● YOUR TASK
Output the lines of the records below exactly, beginning at their first line and ending at the line with "rear tire, one point per instance"; include no pictures.

● Records from a dataset

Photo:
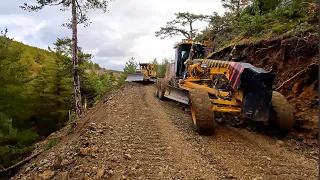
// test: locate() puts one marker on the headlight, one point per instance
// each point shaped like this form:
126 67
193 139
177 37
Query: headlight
204 65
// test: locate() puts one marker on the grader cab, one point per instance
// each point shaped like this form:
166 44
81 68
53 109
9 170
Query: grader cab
209 86
146 72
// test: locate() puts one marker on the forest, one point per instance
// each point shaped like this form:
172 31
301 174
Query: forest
36 85
36 90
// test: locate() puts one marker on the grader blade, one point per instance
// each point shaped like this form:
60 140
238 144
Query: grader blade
134 77
179 95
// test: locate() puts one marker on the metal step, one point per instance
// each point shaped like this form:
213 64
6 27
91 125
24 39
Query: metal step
176 94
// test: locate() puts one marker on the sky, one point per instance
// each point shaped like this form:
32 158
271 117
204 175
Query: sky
127 30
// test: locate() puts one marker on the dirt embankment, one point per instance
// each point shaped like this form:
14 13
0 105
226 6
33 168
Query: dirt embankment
133 135
294 60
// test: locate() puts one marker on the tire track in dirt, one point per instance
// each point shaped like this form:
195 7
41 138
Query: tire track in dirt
247 155
133 135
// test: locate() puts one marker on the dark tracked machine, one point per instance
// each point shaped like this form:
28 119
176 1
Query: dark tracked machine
210 86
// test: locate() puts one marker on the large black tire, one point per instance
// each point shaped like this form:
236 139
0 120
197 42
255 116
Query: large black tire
281 113
201 111
162 89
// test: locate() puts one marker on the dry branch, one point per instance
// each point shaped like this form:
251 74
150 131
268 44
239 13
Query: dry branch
300 72
21 162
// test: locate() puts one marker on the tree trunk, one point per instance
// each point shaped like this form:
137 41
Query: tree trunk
76 79
191 33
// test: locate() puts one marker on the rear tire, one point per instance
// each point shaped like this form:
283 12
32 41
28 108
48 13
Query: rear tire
201 111
281 113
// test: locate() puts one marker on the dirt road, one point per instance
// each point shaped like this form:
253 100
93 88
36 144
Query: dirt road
133 135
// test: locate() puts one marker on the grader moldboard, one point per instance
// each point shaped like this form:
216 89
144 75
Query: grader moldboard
145 73
209 86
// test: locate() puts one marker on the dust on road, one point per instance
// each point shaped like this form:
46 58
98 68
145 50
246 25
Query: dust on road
133 135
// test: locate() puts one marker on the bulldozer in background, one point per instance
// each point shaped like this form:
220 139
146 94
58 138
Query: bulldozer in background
145 73
208 86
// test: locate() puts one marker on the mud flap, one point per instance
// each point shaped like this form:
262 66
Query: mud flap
179 95
135 77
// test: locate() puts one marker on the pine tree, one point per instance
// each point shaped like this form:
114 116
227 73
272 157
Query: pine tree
78 12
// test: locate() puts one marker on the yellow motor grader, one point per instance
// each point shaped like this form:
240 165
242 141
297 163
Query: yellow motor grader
146 72
209 86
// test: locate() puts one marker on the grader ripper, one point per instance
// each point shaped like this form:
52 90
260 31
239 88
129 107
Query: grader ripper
146 72
209 86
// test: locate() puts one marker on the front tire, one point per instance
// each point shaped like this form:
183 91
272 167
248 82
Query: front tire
201 112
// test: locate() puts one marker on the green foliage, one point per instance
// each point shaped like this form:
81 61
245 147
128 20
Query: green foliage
260 18
130 68
36 93
82 8
182 25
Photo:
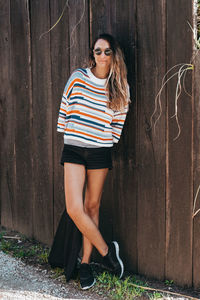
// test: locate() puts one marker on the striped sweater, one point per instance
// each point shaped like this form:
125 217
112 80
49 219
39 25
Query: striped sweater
84 116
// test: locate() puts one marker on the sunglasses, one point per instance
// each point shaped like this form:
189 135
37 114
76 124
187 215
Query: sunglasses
107 51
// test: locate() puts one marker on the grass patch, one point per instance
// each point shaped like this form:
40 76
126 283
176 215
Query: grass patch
107 285
126 289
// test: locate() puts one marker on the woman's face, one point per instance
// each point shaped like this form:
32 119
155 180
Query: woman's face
102 60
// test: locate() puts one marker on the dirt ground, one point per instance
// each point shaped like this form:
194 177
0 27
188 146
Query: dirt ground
29 278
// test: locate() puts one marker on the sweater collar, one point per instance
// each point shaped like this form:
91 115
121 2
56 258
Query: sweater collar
94 78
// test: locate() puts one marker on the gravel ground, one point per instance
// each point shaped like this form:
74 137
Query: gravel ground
21 281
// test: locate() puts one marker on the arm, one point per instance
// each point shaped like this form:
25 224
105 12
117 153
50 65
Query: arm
118 120
64 103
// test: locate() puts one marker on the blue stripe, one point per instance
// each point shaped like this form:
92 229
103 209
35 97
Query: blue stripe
85 121
87 139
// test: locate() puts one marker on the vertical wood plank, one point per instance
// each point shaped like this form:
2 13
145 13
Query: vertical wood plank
196 151
78 33
42 122
60 71
20 87
7 120
151 145
179 196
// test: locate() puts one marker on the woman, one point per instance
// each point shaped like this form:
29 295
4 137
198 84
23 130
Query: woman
92 114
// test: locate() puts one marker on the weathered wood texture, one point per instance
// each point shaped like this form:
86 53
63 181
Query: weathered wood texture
179 181
148 197
196 174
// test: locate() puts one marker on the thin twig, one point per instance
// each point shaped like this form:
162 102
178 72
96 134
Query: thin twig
195 200
74 28
163 291
66 5
11 237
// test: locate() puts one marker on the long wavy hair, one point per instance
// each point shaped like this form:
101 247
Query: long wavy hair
116 84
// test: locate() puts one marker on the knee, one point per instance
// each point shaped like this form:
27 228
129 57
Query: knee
74 211
92 208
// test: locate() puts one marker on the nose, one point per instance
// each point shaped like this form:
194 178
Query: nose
103 54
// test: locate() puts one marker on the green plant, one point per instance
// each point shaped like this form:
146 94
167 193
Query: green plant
169 282
120 289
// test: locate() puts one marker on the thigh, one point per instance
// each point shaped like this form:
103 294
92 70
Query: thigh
74 178
94 187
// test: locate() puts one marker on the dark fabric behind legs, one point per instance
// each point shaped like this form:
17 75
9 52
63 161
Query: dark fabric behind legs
66 246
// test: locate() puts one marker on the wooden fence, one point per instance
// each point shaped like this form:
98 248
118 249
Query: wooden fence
148 198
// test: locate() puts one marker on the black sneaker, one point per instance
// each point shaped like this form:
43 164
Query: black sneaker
112 260
87 279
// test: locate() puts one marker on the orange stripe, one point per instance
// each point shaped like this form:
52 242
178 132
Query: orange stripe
87 115
94 109
116 134
102 101
64 110
87 126
83 82
86 134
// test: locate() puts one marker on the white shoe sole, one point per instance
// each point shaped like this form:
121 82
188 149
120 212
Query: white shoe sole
119 259
89 286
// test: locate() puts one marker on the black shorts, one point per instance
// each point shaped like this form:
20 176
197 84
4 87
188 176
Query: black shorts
92 158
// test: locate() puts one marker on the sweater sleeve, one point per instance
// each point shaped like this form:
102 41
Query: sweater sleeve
118 120
64 102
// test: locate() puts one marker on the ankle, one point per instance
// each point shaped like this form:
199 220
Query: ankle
85 261
105 251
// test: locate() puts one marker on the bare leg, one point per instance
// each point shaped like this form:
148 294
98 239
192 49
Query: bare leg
74 178
95 182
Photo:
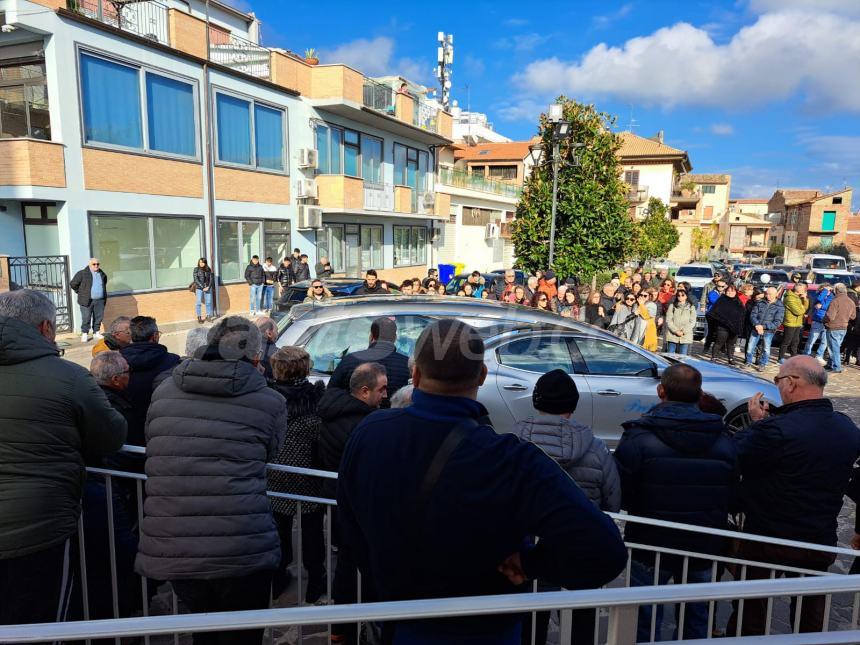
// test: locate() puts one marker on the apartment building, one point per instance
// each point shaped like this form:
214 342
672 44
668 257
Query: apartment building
811 218
178 136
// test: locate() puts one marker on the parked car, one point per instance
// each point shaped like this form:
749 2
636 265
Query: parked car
617 380
698 275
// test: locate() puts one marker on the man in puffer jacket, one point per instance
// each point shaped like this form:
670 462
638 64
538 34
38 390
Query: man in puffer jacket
678 464
208 526
583 456
52 416
766 316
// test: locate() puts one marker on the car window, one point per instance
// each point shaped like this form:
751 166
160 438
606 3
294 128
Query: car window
331 341
605 358
696 272
539 354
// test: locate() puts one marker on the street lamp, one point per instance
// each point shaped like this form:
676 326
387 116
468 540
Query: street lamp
560 130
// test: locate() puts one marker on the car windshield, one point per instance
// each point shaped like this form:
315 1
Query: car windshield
695 272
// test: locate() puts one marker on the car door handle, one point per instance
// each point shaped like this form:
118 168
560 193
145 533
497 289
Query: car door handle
515 387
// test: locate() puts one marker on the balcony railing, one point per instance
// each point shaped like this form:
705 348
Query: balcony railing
147 19
461 179
378 197
239 54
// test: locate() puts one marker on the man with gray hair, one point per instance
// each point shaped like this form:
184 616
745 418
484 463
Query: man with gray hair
52 413
211 531
840 313
795 462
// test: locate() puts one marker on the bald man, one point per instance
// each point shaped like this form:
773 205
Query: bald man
795 461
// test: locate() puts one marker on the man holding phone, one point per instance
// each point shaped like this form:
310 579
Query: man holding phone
796 462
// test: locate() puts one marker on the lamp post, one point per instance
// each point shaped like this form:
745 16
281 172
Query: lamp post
560 130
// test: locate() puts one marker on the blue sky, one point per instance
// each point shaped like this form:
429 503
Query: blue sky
766 90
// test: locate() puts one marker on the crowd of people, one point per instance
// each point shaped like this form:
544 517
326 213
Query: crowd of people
415 452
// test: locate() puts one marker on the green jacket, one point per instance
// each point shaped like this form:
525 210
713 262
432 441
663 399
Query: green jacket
52 414
795 309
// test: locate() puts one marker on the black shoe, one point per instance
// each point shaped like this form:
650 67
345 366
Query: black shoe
316 588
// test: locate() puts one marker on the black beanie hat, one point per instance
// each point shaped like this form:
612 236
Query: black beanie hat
555 393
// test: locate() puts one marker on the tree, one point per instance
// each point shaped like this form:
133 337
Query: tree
593 229
654 236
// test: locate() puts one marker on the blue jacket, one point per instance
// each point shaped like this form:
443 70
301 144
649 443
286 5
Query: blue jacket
823 297
768 314
678 464
494 492
795 466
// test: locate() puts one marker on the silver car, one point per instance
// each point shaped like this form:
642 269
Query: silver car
617 380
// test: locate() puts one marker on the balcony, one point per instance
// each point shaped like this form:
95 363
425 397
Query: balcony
461 179
637 194
147 19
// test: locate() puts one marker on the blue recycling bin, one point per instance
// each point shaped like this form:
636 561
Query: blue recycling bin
446 273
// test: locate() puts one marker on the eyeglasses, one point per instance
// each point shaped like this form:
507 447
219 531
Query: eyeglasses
777 379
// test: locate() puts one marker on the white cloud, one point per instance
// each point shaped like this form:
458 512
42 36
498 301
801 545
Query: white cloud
722 129
605 20
778 56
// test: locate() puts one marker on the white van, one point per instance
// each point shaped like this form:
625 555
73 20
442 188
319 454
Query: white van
824 262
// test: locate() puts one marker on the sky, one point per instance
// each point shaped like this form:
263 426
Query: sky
765 90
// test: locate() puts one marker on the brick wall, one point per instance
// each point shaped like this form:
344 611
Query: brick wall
25 162
237 185
130 173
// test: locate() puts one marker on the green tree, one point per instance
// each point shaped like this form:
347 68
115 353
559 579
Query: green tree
593 230
654 236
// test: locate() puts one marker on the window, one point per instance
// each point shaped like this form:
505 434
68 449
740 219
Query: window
605 358
248 133
410 245
155 113
539 354
24 100
239 240
141 253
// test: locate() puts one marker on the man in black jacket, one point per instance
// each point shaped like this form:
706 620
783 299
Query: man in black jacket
676 447
255 278
147 358
52 413
383 334
796 462
90 283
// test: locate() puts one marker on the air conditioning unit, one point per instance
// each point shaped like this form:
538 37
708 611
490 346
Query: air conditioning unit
307 158
306 189
310 217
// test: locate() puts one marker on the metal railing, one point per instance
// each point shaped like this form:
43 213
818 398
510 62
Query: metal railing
239 54
113 596
461 179
147 19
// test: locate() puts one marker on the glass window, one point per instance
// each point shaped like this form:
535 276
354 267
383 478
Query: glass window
350 153
122 245
110 94
178 247
170 115
371 159
269 137
539 354
234 129
606 358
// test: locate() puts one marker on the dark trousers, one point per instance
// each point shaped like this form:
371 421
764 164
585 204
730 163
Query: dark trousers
35 588
790 341
313 547
95 312
227 594
755 610
726 341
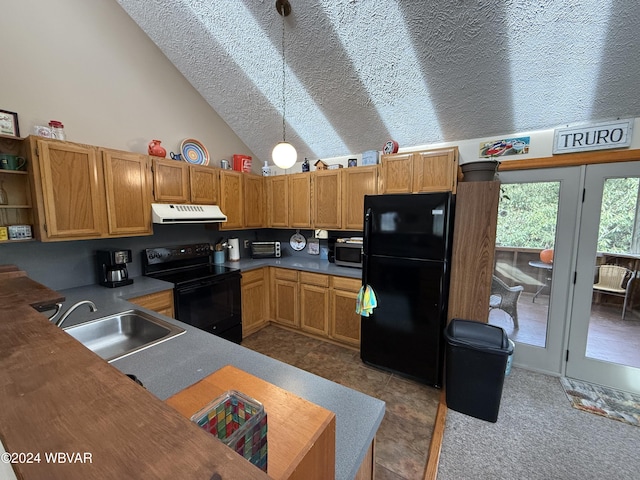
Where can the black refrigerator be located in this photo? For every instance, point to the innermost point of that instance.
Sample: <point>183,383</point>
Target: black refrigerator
<point>407,254</point>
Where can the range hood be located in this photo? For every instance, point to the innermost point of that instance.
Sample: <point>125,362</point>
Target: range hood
<point>171,213</point>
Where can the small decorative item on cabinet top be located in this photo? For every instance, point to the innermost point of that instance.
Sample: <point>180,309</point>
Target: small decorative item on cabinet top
<point>9,123</point>
<point>156,149</point>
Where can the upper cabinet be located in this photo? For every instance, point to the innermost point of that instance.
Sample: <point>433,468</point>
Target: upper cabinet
<point>84,192</point>
<point>170,181</point>
<point>327,199</point>
<point>232,199</point>
<point>127,178</point>
<point>69,190</point>
<point>277,199</point>
<point>357,182</point>
<point>418,172</point>
<point>300,200</point>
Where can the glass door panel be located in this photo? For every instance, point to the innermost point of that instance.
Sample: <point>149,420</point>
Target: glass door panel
<point>534,243</point>
<point>605,321</point>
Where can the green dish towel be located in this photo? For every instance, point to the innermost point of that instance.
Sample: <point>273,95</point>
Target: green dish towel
<point>366,301</point>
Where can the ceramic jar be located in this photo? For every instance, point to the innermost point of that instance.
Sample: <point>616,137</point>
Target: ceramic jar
<point>156,149</point>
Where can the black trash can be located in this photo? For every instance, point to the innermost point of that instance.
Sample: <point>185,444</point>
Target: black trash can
<point>476,357</point>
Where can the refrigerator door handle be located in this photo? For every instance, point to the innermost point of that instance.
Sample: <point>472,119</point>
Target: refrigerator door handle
<point>365,246</point>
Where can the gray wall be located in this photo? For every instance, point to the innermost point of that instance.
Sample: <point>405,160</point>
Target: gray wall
<point>60,265</point>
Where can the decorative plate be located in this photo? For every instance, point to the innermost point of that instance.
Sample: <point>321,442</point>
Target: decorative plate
<point>194,152</point>
<point>298,241</point>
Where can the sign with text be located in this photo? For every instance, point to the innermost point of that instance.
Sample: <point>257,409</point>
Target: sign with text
<point>595,136</point>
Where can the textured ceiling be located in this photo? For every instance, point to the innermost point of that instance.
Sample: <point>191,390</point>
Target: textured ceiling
<point>360,72</point>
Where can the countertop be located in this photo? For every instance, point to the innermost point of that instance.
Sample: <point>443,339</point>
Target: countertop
<point>169,367</point>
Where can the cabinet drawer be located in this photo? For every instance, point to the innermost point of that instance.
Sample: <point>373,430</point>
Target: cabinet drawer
<point>252,276</point>
<point>318,279</point>
<point>286,274</point>
<point>348,284</point>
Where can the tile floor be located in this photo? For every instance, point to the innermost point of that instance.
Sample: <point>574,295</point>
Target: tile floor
<point>403,439</point>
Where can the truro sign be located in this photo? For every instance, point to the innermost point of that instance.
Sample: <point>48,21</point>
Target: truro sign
<point>595,136</point>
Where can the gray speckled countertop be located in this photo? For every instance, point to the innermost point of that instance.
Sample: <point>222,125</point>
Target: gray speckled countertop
<point>169,367</point>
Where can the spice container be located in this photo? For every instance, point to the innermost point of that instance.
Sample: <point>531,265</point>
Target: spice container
<point>57,130</point>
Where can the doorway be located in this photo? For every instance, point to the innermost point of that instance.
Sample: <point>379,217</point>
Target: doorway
<point>551,248</point>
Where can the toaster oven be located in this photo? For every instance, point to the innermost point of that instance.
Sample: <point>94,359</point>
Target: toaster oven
<point>265,250</point>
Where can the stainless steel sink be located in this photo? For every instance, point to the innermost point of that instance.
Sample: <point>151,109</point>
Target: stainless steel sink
<point>122,334</point>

● ANSWER SPACE
Photo:
// test: locate() puts one marker on the headlight, one point per instance
// each point shaped like this form:
126 67
193 139
177 37
Query: headlight
204 65
// test: locate() puts one marker on the grader cab, one point per instance
// each point shaped like this form:
166 44
81 68
53 109
9 170
Query: grader cab
209 86
146 72
// test: locate() puts one marker on the forest, one point per instance
// each point shaped like this form:
172 31
301 174
Query: forest
36 85
36 90
// test: locate() puts one marker on the grader blade, one point per instance
// each point shaped like this form:
60 140
238 144
Query: grader blade
134 77
179 95
// test: locate() puts one marker on the metal step, one point per instance
// each point shaped like this form:
213 64
6 27
91 125
24 39
Query: metal step
176 94
// test: locate() puts one marker on the sky, one point per instance
// each point shaped like this form:
32 158
271 117
204 175
Query: sky
127 30
// test: locate() puts one marker on the dirt embankment, one point per instance
// each point shaped like this form:
14 13
0 105
226 6
33 168
Query: dirt embankment
133 135
294 60
// test: locate() puts one marker on the tire track in dirt, one point per instance
// each point shaped like this form:
195 7
41 138
Query: tire track in dirt
247 155
133 135
// test: locate() puts one marker on the dark tracked machine, one point per instance
// each point shaped like this form:
28 119
176 1
Query: dark tracked machine
210 86
// test: locate() puts one marker on the large black tire, one point per instance
// each point shaped like this form:
236 139
0 120
197 42
255 116
Query: large black tire
281 113
201 111
162 89
// test: locate() puts one marker on the dry branch, one point per instance
// each point shaped like this form:
251 74
150 131
268 44
239 13
Query: dry branch
300 72
21 162
// test: locate() puts one marker on the tree trunk, one point per instance
// each point shaped like this form:
137 41
Query: tree trunk
76 79
191 33
// test: locate() puts one marker on the rear tire, one point per instance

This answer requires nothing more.